WHAT IS NEEDED » Give the lines of the listing as a JSON list of strings, one string per line and blank lines skipped, starting with the line that contains "of the hedgerow" and going on through the end of the listing. Leave the pictures out.

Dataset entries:
::::

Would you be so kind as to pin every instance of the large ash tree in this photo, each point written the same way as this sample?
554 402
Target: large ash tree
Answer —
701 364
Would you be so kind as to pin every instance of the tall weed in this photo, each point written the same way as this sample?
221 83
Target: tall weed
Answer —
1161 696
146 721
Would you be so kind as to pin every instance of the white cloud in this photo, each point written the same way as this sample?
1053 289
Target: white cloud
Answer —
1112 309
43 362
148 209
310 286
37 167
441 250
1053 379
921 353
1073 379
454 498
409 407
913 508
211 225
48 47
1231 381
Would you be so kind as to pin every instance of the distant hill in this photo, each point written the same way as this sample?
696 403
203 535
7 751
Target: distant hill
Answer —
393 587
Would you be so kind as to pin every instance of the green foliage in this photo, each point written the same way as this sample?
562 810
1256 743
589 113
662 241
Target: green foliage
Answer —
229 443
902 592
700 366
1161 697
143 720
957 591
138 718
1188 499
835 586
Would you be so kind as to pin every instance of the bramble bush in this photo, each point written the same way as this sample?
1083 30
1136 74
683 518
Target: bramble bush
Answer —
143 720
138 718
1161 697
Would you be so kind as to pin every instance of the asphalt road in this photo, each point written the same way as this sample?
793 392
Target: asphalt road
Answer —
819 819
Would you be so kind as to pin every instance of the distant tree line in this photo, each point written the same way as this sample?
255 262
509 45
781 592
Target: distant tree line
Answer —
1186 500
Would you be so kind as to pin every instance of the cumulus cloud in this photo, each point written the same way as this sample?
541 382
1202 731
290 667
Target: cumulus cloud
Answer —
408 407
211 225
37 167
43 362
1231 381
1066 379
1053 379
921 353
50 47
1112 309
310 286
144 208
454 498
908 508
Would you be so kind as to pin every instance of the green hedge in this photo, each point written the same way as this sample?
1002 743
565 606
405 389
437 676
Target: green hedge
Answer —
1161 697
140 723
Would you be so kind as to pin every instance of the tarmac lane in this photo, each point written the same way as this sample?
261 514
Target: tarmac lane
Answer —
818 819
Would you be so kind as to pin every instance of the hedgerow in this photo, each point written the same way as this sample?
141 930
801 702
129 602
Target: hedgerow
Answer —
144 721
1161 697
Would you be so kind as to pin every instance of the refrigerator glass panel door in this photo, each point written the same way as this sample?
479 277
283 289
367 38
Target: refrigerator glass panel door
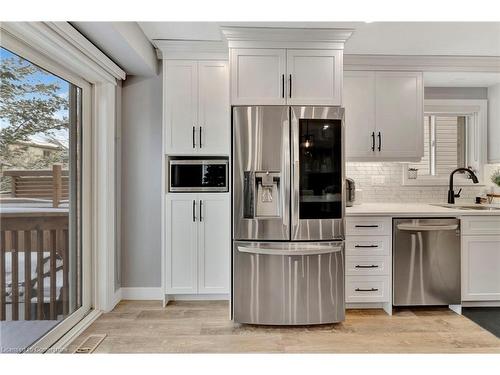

::::

RESPONSE TO THIS TASK »
[
  "Would you be so kind as to pin every instance of the hedgerow in this photo, each point written the same way as this sample?",
  "141 930",
  "801 702",
  "129 602",
  "Target: hedgerow",
  "Answer —",
  "144 721",
  "1161 697",
  "Would you be so kind as to pin every instance of the refrigerator glass panel door in this photo, each point written the same way as this sample?",
  "479 277",
  "283 289",
  "367 38",
  "Target: refrigerator glass panel door"
]